▶

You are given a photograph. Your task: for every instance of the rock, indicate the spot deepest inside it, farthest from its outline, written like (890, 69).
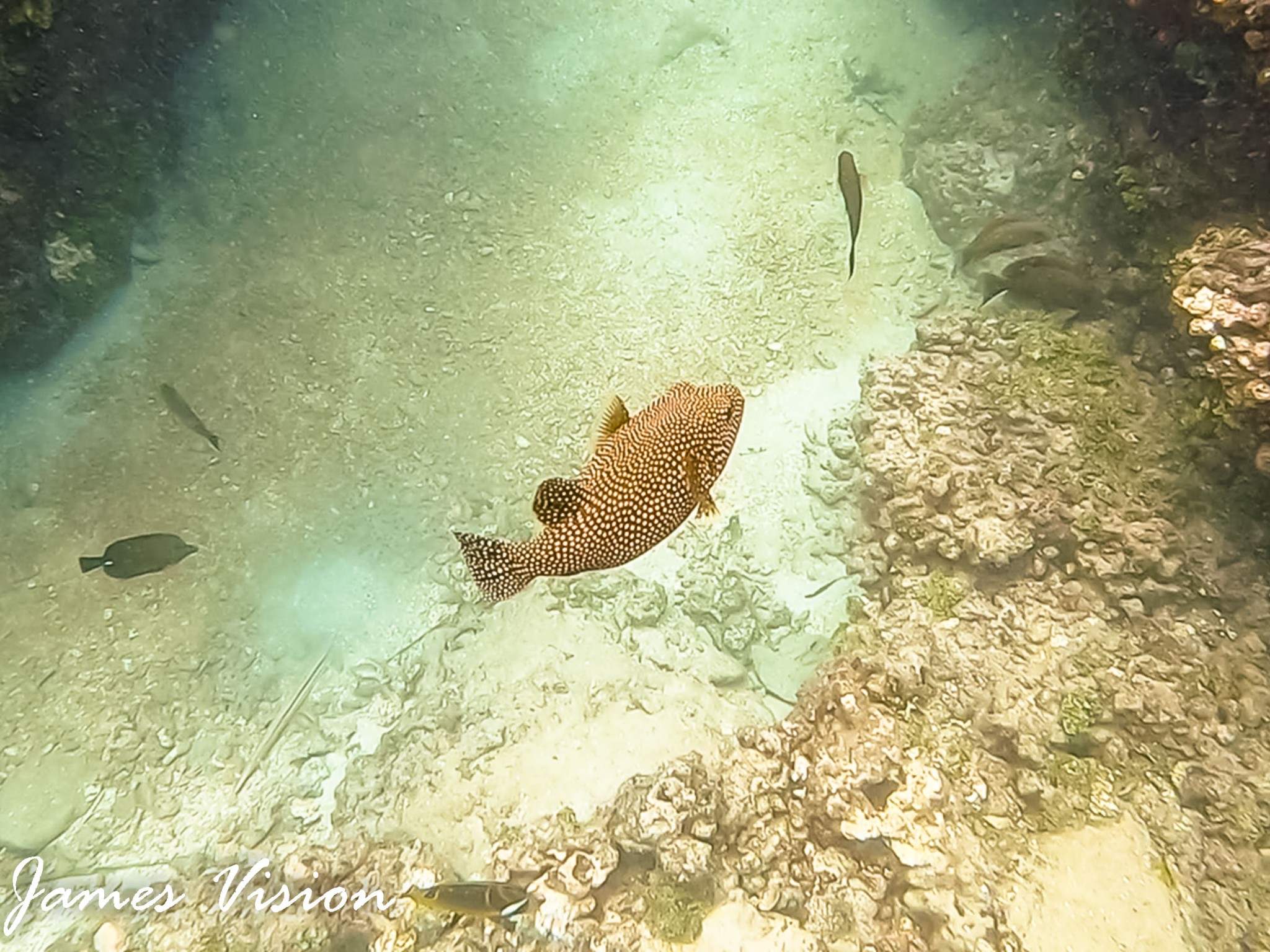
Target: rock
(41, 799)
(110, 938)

◀
▶

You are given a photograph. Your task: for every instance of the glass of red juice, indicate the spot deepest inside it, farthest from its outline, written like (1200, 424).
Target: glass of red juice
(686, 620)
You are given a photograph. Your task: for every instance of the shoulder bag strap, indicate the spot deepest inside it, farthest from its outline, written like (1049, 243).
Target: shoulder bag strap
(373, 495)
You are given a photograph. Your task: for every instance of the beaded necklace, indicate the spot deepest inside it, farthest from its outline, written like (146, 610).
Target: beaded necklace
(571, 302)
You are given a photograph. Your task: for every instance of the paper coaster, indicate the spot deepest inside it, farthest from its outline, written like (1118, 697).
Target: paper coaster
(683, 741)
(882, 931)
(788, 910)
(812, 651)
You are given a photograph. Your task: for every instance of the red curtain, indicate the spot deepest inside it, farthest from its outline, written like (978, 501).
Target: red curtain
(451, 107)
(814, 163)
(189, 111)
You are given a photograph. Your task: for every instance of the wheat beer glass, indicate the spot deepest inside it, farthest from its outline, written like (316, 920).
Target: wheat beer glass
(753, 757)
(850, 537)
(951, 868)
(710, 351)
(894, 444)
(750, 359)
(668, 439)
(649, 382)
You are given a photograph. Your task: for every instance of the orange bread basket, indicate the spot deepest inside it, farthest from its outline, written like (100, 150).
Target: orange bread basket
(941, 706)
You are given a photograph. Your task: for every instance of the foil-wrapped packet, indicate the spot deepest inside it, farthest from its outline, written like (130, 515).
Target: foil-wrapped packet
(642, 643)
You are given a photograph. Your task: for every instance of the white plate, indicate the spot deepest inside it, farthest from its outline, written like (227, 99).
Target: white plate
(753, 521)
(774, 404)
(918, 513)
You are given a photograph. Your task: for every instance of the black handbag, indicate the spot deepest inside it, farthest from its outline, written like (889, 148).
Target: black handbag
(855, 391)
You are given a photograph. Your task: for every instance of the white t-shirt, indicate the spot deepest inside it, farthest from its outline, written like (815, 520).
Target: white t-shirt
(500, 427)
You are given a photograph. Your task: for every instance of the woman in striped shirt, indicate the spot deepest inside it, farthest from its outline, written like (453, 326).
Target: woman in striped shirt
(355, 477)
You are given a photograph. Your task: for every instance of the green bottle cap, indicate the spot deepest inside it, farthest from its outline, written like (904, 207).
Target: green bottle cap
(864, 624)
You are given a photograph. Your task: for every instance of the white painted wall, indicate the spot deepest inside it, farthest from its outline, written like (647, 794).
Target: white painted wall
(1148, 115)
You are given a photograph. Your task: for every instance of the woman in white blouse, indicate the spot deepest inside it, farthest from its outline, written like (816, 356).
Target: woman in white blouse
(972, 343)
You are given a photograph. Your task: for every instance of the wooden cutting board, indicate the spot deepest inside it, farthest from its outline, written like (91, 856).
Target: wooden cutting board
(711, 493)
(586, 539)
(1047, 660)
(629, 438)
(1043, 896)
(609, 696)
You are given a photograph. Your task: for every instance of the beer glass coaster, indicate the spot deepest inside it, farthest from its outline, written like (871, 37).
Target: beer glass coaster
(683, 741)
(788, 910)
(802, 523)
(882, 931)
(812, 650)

◀
▶

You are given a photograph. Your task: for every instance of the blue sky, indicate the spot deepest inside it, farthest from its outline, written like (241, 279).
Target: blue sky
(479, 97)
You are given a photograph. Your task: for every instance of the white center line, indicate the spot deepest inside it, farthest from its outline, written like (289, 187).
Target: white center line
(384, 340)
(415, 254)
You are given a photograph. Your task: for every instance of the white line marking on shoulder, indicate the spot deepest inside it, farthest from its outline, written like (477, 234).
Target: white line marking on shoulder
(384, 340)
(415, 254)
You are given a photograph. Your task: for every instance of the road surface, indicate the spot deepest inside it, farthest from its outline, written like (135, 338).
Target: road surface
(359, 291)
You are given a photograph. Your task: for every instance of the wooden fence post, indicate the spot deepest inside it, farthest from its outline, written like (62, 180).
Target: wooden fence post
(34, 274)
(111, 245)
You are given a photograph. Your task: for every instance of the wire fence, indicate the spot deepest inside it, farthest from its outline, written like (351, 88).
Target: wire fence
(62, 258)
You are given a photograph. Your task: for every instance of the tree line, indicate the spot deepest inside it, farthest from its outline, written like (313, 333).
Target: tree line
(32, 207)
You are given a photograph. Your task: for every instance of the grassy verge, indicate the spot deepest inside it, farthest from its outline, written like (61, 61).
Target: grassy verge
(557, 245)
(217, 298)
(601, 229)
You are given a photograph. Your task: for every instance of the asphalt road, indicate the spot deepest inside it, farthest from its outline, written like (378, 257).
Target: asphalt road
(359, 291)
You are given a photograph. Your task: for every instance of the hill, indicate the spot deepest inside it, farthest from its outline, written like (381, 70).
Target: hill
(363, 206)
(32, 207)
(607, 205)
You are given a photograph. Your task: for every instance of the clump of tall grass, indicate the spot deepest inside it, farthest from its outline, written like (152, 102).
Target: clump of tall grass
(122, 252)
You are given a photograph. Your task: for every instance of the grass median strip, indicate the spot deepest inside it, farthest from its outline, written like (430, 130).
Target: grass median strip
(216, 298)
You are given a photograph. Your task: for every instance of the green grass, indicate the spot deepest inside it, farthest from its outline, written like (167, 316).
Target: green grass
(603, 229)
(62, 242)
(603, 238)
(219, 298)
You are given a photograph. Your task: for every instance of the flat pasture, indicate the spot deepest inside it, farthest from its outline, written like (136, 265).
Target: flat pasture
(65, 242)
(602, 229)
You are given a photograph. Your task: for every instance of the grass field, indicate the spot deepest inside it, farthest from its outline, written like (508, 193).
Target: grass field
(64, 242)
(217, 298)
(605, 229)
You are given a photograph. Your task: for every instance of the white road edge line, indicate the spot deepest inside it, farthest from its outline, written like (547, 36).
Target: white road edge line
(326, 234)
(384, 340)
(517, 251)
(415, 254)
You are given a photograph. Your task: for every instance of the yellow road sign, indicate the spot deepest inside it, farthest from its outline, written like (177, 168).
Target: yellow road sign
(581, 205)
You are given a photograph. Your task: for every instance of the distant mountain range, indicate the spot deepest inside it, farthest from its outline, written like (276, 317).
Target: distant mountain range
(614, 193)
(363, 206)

◀

What you are asked to do ▸ I'd like the lines above from the one with "Target: green grass" up to and including the one with "like (177, 168)." copied exactly, with no other lines.

Finished exercise ▸
Target: green grass
(603, 229)
(62, 242)
(603, 238)
(219, 298)
You are given a photograph. Your task: for every instance of the flat pasture, indicate the spot deepest inside it, farthest from its outline, written like (136, 265).
Target: flat pasture
(65, 242)
(602, 229)
You are given a photograph. Your task: for every instance of the grass field, indicate the spot deepest inside it, farthest from its outline, written like (508, 193).
Target: grass field
(64, 242)
(217, 298)
(605, 229)
You are given a photograph. Your task: for every instance of the white road edge line, indicate the spot deepest inside it, farthest from its outline, written like (547, 36).
Target: white road edge line
(326, 234)
(384, 340)
(517, 251)
(415, 254)
You are given a photograph. Your task: for every instance of the yellow road sign, indicate the spot deepest inside it, farthest from its outline, written like (177, 168).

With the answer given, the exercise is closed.